*PROBLEM TO SOLVE:* Can you print every record below exactly as written?

Items from a data source
"""

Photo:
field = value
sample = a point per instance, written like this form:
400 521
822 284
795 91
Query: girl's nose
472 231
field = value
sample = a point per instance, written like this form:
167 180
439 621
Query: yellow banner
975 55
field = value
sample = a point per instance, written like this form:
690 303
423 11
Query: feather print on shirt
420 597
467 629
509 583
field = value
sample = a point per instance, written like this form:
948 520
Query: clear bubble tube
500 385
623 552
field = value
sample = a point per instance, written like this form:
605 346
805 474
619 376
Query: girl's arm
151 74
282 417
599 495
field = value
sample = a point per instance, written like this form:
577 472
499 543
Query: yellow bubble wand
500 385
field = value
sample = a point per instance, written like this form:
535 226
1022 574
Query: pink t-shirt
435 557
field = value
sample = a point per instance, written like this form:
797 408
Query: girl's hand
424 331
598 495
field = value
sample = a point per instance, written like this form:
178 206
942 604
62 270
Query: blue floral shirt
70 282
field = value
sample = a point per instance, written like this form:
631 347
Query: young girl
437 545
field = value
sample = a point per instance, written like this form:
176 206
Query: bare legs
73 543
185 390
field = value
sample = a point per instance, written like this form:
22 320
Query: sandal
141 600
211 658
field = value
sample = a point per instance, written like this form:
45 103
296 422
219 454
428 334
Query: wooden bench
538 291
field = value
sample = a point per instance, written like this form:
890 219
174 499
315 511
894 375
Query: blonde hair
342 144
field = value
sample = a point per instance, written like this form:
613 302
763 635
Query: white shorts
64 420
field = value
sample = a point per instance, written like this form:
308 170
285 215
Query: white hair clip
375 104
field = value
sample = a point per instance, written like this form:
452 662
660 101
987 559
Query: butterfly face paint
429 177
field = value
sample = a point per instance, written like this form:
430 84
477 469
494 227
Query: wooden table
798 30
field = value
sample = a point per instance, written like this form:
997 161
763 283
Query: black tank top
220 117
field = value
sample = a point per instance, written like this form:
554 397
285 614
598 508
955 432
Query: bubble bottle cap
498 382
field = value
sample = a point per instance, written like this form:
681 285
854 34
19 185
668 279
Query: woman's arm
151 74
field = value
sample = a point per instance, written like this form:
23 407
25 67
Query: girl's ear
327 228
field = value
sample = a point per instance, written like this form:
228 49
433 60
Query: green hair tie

"""

*WRITTEN ANSWER:*
Photo:
field = value
sample = a point per instance, written like this form:
400 521
822 284
795 91
Query: girl's nose
472 231
field = value
sample = a point per instance, written like this form:
167 180
439 621
Query: yellow banner
975 55
field = value
sample = a point per instance, written like this form:
690 303
423 11
Query: feather print on shirt
420 597
467 629
509 583
field = value
sample = a point per instance, written like this form:
948 520
Query: clear bubble tube
500 385
623 552
field = value
sample = a point per instance, written like this form:
605 346
805 474
619 376
Query: girl's arm
151 74
282 417
599 495
field = value
sample = a point per instance, written like this form:
577 472
499 543
Query: yellow bubble wand
500 385
field = value
sample = a point per instance, written like this form:
535 226
1022 574
Query: pink t-shirt
435 557
field = value
sample = a point per instance, written like this form:
797 408
Query: girl's hand
424 331
598 495
field = value
sample = a point per instance, written like this form:
178 206
942 604
62 270
Query: blue floral shirt
70 282
field = value
sample = a point per instance, written like this form:
631 347
Query: young girl
437 545
field = value
sample = a point per instance, written like this form:
176 206
Query: bare legs
73 543
185 390
field = value
sample = a point per instance, written like this form:
22 320
Query: sandal
141 600
211 658
field = value
sample = a point per instance, written like this form:
45 103
296 422
219 454
428 334
Query: wooden bench
538 291
field = value
sample = a point per instance, written like this form:
890 219
174 499
315 511
894 375
Query: blonde hair
342 144
field = value
sample = a point per instance, written like this form:
613 302
763 635
Query: white shorts
64 420
field = value
sample = a point per instance, written like this form:
308 170
285 215
Query: white hair clip
375 104
field = value
sample = a point per instance, written like this form:
452 662
660 101
987 559
Query: butterfly face paint
429 177
field = value
sample = a point per instance, written like this form:
430 84
477 469
494 227
Query: wooden table
798 30
field = value
sample = a point per instance, written like this form:
997 161
763 283
Query: black tank top
220 117
field = value
sample = a point per instance, written like this form:
554 397
285 614
598 508
955 432
Query: bubble bottle cap
498 382
field = value
sample = a point per instance, written like this form:
681 285
854 34
19 185
668 279
Query: woman's arm
151 74
field = value
sample = a point per instance, written like this form:
23 407
25 67
Query: girl's ear
327 228
field = value
sample = a point per instance, written like this form:
228 49
433 60
Query: green hair tie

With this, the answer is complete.